__DATA SUPPLIED__
----------

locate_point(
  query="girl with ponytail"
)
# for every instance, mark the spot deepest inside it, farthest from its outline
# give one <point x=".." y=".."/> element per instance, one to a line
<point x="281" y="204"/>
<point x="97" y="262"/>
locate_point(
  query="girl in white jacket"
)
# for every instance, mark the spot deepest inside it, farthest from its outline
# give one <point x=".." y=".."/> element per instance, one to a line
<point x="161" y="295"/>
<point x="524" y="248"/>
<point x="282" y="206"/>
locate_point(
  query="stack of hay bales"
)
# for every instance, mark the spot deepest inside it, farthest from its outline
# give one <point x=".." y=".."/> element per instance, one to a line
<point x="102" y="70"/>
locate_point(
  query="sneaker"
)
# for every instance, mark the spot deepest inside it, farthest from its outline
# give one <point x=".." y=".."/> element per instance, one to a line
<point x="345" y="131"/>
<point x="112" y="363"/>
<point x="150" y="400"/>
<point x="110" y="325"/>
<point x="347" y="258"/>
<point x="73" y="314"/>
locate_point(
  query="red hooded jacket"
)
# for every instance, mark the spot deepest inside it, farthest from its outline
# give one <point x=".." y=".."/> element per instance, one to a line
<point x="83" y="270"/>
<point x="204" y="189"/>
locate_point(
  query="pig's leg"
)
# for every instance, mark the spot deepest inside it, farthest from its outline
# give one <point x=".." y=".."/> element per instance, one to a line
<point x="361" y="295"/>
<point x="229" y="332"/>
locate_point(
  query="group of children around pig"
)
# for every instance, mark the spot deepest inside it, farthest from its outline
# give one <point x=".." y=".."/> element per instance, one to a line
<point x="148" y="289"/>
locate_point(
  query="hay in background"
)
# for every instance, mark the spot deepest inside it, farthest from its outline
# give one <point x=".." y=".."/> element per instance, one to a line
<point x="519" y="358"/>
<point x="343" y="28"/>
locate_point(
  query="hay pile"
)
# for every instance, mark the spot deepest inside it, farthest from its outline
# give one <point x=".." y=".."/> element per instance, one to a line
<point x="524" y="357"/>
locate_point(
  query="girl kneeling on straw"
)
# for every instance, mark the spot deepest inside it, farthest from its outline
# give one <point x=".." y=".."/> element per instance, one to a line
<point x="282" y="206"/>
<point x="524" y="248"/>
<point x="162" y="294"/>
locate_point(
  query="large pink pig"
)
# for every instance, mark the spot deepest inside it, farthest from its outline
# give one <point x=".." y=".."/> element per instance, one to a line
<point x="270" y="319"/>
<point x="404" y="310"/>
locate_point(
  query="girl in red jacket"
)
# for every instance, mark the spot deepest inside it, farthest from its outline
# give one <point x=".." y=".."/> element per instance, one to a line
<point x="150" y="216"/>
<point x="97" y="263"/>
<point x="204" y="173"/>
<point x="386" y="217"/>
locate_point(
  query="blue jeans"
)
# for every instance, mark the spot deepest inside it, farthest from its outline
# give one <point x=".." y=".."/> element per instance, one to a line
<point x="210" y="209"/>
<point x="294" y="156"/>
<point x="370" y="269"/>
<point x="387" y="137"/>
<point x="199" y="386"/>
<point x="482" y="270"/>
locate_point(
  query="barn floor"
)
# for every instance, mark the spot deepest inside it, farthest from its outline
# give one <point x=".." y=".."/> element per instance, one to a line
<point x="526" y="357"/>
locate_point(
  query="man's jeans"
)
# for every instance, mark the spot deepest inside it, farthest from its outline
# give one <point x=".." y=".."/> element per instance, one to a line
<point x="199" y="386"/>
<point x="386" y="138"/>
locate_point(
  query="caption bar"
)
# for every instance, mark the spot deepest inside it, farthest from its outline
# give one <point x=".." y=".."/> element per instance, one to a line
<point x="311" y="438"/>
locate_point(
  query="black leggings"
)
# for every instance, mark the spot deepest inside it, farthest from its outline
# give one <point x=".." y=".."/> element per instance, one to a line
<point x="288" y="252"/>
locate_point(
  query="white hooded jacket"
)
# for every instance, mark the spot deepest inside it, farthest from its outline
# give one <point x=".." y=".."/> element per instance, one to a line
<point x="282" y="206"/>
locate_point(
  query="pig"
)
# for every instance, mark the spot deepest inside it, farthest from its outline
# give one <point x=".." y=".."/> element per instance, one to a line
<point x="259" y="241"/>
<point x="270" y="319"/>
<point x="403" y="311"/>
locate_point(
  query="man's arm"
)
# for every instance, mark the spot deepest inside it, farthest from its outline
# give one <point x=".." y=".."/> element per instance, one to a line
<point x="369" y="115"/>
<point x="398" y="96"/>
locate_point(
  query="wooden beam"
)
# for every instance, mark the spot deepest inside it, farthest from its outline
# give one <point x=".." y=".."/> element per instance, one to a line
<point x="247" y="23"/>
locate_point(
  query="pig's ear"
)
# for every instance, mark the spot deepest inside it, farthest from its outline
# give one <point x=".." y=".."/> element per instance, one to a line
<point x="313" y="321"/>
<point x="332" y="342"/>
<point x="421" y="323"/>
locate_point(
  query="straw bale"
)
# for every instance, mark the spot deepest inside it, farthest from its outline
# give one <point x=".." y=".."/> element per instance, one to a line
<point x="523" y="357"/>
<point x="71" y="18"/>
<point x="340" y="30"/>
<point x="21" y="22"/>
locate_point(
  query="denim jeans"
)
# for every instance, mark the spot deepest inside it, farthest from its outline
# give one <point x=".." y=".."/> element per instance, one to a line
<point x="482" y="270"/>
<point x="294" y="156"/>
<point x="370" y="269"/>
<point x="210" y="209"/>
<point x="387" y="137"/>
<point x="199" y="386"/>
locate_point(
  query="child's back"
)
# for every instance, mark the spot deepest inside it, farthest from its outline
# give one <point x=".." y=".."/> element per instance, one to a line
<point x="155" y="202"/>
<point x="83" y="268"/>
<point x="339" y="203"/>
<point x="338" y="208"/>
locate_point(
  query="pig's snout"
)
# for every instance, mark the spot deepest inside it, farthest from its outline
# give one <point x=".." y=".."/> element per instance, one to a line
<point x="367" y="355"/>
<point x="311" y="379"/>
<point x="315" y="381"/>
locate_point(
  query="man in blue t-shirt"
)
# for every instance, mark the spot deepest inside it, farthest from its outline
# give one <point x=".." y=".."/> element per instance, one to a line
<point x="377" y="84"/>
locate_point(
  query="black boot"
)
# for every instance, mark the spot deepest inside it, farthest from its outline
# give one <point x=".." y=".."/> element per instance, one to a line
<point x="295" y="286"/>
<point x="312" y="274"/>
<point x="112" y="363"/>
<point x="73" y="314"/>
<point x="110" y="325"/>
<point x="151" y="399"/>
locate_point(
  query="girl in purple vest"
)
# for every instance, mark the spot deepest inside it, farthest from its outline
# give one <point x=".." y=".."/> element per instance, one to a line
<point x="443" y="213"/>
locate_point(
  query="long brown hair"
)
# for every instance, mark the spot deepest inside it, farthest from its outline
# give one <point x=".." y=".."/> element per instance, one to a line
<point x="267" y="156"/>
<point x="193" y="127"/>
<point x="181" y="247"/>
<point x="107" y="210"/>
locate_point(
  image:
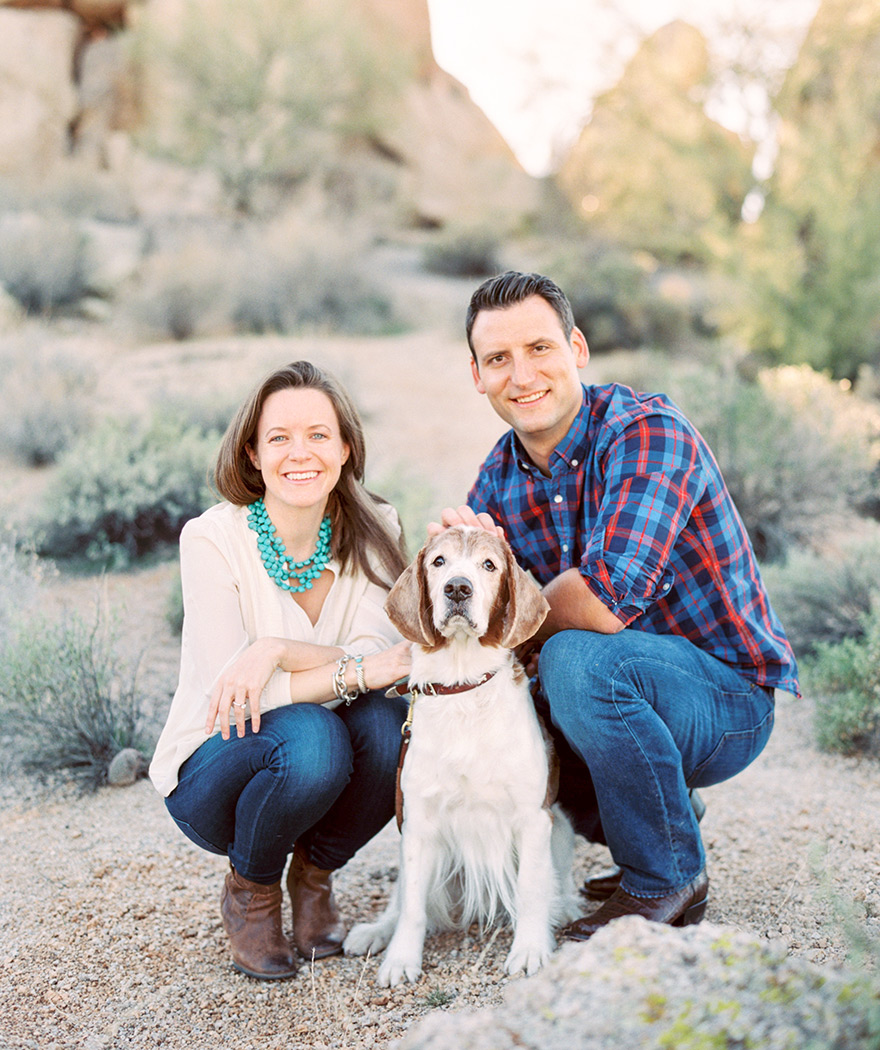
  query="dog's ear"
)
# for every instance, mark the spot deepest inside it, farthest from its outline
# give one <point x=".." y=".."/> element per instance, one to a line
<point x="526" y="609"/>
<point x="409" y="605"/>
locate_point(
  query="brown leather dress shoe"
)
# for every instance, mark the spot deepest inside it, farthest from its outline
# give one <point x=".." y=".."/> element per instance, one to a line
<point x="685" y="907"/>
<point x="317" y="929"/>
<point x="600" y="887"/>
<point x="252" y="919"/>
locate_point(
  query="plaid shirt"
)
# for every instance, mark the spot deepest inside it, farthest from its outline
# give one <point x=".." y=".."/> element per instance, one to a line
<point x="635" y="501"/>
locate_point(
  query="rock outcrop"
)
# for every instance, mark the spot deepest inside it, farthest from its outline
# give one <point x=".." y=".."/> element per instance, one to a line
<point x="69" y="88"/>
<point x="650" y="169"/>
<point x="638" y="984"/>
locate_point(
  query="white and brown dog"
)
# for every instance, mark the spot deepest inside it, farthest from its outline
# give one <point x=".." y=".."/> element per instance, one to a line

----------

__YOUR INSTRUCTIONS__
Going over every line of the entries, tally those containing the string "blue" and report only the figure.

__YOUR SOLUTION__
2